▶ **Task details**
The required answer is an exact copy of the records below, without pictures.
(Data for the task Opens)
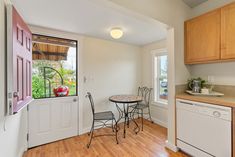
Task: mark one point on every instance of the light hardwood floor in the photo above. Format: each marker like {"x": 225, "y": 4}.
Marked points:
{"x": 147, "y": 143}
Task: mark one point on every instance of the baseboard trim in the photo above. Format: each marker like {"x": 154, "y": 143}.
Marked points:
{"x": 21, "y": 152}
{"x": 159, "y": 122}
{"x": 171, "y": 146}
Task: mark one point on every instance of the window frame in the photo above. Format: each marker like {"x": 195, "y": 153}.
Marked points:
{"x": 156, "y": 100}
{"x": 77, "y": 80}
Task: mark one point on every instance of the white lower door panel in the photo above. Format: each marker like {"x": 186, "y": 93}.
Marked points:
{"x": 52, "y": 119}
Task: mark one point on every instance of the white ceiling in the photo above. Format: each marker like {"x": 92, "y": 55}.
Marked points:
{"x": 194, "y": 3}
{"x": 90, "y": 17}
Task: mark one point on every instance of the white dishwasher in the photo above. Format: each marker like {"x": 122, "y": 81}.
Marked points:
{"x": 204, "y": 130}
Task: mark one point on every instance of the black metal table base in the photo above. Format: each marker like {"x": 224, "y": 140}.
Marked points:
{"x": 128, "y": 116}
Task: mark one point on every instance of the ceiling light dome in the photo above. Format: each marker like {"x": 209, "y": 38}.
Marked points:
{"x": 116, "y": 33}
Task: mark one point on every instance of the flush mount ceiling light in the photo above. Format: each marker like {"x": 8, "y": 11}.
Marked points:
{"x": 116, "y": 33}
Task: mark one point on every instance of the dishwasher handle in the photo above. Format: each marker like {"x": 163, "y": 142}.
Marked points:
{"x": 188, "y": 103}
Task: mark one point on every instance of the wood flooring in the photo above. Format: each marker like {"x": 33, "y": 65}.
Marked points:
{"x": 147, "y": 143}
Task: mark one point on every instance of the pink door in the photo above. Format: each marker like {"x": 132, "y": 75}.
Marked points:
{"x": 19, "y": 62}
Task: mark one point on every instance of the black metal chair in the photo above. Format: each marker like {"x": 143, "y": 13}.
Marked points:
(Data for the task Closes)
▶ **Answer section**
Task: mark one point on every instance of the light hardwood floor in the photo above. Format: each marker like {"x": 225, "y": 4}.
Marked points:
{"x": 147, "y": 143}
Task: mark one point on every instance of the baseboard trim in the photo above. Format: each marker like {"x": 154, "y": 143}.
Marked points:
{"x": 21, "y": 152}
{"x": 159, "y": 122}
{"x": 171, "y": 146}
Task: mark one point on every instance of the window frame in the photo above. Format: each marker like {"x": 195, "y": 153}.
Marked points:
{"x": 156, "y": 100}
{"x": 77, "y": 80}
Task: mark one point on every instance of the white lower door panel in the photo above. Format: each marker like {"x": 186, "y": 93}.
Marked points:
{"x": 52, "y": 119}
Task: mark one point on every instance of the white ceiling in the photo above. Format: each marker like {"x": 92, "y": 55}.
Marked points:
{"x": 194, "y": 3}
{"x": 90, "y": 17}
Task: mark one point on every instance of the white dishwasher in the photo above. Format: each marker like {"x": 122, "y": 81}.
Marked points:
{"x": 204, "y": 130}
Task: mark one point on every instance of the black metal table base in the photo above. Format: each marker like {"x": 224, "y": 140}.
Marked points:
{"x": 128, "y": 116}
Task: mark one point on every instance of the ceiling light dome in the photo above. Format: each marker like {"x": 209, "y": 38}.
Marked points:
{"x": 116, "y": 33}
Task: mark one point on every instance of the flush mount ceiling light in the photo above. Format: each marker like {"x": 8, "y": 11}.
Marked points:
{"x": 116, "y": 33}
Task: mark one point on every instance of the dishwasher handle in the photo above. Format: each marker like {"x": 163, "y": 142}.
Marked points:
{"x": 188, "y": 103}
Task: mark one point on every instance of the wood flooring in the photo above. Format: each marker like {"x": 33, "y": 65}.
Marked points:
{"x": 147, "y": 143}
Task: mark one point on every instance of the pink door in the photo above. Format: each marker like {"x": 132, "y": 75}.
Marked points:
{"x": 19, "y": 62}
Task: mark one point on every instance of the black metal chair in the photo above. Format: each marker like {"x": 143, "y": 13}.
Marked points:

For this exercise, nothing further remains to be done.